REQUIRED TASK => Drop every picture and copy exactly the lines from the one with "of the dense" through the last line of the listing below.

Point labeling dataset excerpts:

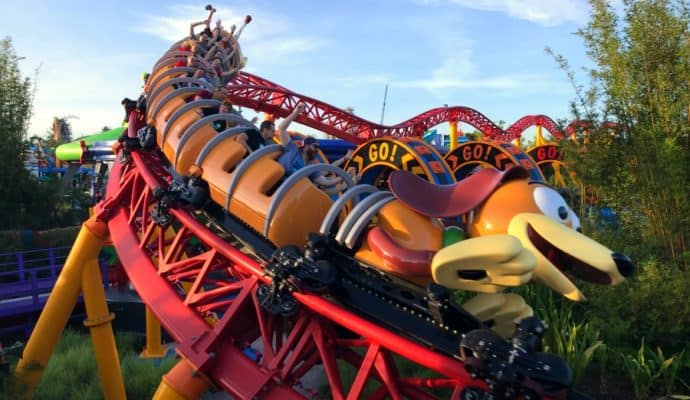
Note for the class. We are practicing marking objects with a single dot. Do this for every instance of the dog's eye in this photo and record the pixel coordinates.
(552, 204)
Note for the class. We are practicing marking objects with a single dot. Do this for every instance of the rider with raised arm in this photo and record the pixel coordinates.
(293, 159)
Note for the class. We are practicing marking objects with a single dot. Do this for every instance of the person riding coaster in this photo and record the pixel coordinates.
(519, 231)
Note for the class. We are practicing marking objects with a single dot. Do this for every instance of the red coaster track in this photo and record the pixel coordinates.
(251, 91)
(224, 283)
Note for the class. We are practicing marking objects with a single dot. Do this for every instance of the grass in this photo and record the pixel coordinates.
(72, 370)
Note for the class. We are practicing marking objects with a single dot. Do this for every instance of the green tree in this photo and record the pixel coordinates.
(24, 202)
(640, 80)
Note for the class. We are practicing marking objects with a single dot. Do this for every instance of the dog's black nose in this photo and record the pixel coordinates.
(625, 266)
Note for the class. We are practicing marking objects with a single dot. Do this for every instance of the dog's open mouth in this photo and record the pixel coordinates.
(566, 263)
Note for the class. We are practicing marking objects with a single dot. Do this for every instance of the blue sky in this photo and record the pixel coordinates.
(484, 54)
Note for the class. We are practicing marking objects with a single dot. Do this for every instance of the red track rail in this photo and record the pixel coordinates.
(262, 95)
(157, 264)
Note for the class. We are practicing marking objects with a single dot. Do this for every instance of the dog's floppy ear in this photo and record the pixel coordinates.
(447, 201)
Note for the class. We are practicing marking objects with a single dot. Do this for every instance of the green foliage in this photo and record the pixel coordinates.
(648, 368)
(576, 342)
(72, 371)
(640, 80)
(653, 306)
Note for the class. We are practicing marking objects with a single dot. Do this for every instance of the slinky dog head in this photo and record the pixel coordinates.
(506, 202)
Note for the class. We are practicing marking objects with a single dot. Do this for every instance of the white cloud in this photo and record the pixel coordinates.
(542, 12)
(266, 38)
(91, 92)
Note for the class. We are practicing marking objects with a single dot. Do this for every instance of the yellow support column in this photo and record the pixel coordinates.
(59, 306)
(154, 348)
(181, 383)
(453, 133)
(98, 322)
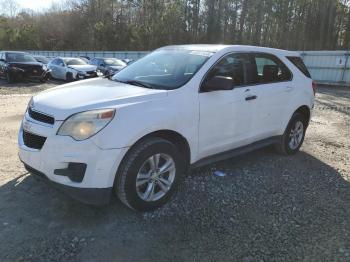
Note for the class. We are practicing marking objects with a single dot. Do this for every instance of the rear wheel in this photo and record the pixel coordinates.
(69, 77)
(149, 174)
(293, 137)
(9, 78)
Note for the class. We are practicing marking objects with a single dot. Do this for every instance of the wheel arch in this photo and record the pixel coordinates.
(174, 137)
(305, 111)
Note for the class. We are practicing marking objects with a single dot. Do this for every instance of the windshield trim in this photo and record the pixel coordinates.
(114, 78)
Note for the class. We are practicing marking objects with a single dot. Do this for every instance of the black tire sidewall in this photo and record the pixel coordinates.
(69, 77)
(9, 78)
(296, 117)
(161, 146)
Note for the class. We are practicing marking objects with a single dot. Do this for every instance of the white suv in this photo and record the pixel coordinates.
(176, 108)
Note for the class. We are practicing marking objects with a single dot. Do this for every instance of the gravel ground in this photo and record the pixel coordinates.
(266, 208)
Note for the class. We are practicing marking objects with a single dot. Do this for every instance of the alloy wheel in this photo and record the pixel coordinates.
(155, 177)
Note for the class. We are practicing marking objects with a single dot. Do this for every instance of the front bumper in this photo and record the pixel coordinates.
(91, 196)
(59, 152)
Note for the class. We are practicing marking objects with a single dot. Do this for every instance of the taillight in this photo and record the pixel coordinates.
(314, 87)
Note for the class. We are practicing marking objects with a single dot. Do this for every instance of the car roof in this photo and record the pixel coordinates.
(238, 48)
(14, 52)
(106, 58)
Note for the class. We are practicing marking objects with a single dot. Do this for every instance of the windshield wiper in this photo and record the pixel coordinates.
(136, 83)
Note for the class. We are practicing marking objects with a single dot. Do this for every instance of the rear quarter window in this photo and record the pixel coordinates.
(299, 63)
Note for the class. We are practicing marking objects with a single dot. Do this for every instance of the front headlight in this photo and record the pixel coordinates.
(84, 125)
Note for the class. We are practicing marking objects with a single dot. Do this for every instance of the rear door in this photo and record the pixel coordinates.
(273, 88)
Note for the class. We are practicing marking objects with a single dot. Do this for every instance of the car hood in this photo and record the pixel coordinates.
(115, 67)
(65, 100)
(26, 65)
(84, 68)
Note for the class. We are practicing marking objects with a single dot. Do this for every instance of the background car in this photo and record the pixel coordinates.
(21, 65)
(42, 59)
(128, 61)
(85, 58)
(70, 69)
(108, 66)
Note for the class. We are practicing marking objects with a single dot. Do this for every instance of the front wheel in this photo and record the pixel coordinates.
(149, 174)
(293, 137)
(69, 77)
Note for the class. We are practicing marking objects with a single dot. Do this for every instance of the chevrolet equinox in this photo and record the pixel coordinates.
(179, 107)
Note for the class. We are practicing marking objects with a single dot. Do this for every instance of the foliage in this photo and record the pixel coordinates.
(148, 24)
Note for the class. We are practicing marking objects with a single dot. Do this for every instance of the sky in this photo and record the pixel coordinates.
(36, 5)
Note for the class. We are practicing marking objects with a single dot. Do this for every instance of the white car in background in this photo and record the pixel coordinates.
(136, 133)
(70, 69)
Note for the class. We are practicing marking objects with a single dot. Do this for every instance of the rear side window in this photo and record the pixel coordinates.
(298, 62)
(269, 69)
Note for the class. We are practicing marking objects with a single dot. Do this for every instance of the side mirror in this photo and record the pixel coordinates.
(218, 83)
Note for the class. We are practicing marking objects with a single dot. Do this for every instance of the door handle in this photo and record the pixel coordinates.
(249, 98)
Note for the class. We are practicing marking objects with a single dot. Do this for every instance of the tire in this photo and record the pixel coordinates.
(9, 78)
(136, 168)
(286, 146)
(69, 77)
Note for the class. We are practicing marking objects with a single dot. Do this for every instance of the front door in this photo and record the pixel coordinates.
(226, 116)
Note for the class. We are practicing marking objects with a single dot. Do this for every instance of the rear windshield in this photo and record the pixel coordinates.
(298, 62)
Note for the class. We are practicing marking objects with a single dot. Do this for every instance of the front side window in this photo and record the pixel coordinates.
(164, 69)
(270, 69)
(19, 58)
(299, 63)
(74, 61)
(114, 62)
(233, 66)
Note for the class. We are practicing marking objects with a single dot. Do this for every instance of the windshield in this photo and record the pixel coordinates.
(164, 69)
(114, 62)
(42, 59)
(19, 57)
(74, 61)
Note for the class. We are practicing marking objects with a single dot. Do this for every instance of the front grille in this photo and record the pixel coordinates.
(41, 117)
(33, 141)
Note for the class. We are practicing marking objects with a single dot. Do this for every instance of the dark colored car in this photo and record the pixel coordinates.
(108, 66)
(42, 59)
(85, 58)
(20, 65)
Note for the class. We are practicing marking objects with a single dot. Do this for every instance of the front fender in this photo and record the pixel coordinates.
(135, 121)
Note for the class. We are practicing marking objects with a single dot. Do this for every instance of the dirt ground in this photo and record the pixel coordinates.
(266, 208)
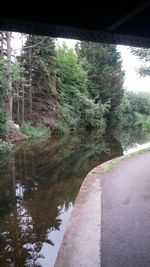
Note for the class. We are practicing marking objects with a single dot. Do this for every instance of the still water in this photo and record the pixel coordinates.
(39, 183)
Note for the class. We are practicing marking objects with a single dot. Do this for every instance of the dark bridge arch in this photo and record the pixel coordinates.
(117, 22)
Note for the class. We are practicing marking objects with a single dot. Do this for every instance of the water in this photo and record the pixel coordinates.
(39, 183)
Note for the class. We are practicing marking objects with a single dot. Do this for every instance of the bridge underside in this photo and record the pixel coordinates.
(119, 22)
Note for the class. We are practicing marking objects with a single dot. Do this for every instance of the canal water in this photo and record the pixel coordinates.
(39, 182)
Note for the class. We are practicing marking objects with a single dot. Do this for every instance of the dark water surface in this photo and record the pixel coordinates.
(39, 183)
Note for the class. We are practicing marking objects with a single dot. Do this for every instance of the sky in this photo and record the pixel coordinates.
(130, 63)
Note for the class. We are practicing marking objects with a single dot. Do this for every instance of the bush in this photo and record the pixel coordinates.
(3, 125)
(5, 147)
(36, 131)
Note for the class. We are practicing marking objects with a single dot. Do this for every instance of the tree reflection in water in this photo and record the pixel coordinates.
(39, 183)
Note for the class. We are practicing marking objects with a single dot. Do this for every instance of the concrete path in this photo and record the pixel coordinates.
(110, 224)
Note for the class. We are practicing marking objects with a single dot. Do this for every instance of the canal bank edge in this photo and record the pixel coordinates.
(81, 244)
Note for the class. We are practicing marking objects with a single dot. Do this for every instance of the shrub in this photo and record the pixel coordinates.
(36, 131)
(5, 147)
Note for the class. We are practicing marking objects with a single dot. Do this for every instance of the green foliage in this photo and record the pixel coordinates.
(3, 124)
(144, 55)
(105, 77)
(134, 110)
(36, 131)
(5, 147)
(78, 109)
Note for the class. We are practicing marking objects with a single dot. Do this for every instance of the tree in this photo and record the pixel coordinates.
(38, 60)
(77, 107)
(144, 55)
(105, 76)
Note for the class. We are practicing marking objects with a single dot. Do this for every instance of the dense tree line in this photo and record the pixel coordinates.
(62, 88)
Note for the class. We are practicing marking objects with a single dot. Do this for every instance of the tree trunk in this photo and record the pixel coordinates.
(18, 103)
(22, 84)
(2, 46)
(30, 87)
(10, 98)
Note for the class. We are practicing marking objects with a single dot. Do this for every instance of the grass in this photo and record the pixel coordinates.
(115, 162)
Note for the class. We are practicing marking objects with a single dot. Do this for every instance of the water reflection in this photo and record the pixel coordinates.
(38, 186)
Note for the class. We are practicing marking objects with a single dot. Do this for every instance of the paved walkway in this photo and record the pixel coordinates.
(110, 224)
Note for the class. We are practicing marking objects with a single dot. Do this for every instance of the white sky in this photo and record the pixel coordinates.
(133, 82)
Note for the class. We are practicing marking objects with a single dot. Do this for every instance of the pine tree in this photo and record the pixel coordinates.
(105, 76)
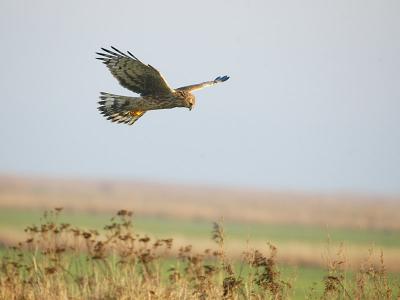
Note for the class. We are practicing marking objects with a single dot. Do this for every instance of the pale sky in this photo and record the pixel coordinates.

OUTPUT OF THE EXERCISE =>
Note for the class. We are practicing marking objects with a single dot. Do this for every instance of the dense tree line in this photo and record the pixel coordinates.
(62, 88)
Note for the class. We are practicing marking objects with a single dot. Do this for every instance of the tree trunk in this photo and record the pixel coordinates.
(18, 103)
(22, 84)
(2, 46)
(30, 87)
(10, 98)
Note for the class. We are practicing marking objects with a single dot. Do this for every instance of the grass in this photo and record the pixel coordinates.
(115, 162)
Note for the class. We are practicing marking objects with a single dot. Do this for every instance of the water reflection in this photo and record the pixel coordinates.
(38, 186)
Note for the class. We are practicing marking objects with a single dot. Do this for every instance of the paved walkway in this photo and record the pixel coordinates.
(110, 224)
Note for the class. We are practicing marking objects with a single dot. Do this for every instance of the white sky in this photo and record the pixel coordinates.
(133, 82)
Note for the class. We are practicing marking objects with a single dot. Do this for every instance of the pine tree in this photo and record the pixel coordinates.
(105, 76)
Note for the class. We are practicing marking objects with a single dot. Do this for every instance of the pale sky in this photo and record the pixel coordinates.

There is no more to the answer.